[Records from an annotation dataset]
——

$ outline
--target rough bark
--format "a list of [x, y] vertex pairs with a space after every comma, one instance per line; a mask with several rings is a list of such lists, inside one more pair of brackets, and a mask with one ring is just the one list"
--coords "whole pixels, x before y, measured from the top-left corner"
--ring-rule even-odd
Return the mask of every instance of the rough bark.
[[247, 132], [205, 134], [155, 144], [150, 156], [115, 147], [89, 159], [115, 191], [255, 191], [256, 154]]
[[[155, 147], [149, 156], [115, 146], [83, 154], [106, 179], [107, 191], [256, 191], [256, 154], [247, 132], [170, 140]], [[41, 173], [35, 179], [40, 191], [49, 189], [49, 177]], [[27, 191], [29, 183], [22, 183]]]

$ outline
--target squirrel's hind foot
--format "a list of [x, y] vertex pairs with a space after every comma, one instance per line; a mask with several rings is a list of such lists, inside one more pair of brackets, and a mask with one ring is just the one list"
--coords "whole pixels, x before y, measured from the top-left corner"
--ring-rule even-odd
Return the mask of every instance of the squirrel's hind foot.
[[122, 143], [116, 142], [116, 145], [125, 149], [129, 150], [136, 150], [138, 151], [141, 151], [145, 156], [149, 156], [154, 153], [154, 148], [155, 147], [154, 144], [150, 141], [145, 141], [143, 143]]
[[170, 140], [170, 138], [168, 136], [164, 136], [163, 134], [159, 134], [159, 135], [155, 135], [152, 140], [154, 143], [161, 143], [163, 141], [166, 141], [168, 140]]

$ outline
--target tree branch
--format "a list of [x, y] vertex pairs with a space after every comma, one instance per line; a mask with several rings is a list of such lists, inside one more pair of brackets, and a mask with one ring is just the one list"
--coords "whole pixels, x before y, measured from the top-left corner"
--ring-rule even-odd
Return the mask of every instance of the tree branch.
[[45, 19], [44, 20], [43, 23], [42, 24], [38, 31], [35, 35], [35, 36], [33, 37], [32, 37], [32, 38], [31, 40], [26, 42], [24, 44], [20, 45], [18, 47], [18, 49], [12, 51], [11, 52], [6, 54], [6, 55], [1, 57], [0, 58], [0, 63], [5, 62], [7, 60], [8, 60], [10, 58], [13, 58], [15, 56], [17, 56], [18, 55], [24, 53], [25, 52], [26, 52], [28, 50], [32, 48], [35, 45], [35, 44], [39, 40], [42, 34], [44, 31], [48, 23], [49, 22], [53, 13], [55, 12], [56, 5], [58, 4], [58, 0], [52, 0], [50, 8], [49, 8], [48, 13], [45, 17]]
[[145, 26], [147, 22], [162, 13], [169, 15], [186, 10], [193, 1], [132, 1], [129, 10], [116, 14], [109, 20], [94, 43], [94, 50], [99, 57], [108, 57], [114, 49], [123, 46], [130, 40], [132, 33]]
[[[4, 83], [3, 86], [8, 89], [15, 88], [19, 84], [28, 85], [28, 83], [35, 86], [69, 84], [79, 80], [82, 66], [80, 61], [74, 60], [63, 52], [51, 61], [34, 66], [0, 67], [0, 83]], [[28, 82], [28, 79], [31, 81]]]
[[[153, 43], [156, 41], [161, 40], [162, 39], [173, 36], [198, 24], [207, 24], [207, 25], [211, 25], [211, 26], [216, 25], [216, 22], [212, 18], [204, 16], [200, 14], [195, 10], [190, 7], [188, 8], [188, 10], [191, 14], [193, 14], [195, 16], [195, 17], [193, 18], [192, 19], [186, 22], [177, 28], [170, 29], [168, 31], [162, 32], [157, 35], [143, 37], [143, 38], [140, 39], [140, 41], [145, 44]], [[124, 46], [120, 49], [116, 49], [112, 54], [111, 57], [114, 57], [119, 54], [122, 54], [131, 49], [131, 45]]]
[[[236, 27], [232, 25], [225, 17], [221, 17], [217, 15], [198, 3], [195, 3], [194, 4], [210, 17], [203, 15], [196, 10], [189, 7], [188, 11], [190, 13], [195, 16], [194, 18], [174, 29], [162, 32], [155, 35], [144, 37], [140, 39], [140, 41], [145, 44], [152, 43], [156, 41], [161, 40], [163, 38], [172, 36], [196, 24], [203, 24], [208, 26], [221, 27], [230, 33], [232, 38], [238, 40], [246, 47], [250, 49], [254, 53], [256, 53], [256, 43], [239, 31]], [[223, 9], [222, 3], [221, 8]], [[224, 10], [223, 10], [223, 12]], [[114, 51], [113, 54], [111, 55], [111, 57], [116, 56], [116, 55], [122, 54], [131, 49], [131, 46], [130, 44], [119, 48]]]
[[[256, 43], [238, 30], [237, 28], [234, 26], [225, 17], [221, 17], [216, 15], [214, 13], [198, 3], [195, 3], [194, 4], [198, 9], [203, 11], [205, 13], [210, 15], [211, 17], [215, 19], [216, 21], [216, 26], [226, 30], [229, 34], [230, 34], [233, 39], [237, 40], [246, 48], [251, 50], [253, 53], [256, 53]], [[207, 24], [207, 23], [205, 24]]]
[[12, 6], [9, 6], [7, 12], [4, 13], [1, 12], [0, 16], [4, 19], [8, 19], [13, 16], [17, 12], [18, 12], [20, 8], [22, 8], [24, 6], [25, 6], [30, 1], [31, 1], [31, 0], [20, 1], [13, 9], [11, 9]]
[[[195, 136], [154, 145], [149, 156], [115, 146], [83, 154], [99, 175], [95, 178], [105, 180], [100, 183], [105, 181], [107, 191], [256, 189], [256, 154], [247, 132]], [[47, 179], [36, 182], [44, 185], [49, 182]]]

——

> [TASK DESCRIPTION]:
Copy every line of the stretch from the start of the records through the line containing "141], [168, 140]]", shifting each x and y coordinate in the answer outlines up by 94 and leaving all other text unchanged.

> [CORRECT RESPONSE]:
$ outline
--target rough bark
--format "a list of [x, y] vertex pairs with a space after every comma, one instance per line; a mask with several rings is a list of such lists, inside one more pair of brackets, and a mask with one ring is just the one list"
--coords "whole pixels, x before y, measured from the top-left corner"
--ring-rule even-odd
Return the mask of every instance of the rough bark.
[[341, 226], [299, 228], [249, 238], [244, 250], [209, 241], [183, 253], [209, 285], [349, 285], [350, 248]]
[[[249, 241], [243, 250], [209, 240], [177, 248], [200, 273], [201, 285], [350, 285], [350, 248], [341, 226], [264, 234]], [[135, 267], [129, 273], [134, 285], [143, 283], [143, 271]], [[121, 285], [123, 277], [116, 277]]]

$ outline
--target squirrel's hind foot
--format "a list of [x, y] vertex pairs with a space after every comma, one instance per line; a mask with several rings is a list of such lists, inside one more pair of brackets, and a mask with one ring is just the one list"
--coords "whole pixels, x before y, measured from the top-left corner"
--ring-rule even-odd
Return the mask of every instance of the squirrel's hind foot.
[[216, 237], [210, 236], [210, 239], [219, 243], [223, 244], [230, 244], [232, 245], [235, 245], [239, 250], [243, 250], [248, 247], [248, 242], [249, 241], [248, 238], [244, 235], [239, 235], [237, 237]]
[[264, 234], [264, 232], [262, 230], [258, 230], [257, 228], [253, 228], [253, 229], [249, 229], [246, 234], [248, 237], [255, 237], [257, 235], [260, 235], [262, 234]]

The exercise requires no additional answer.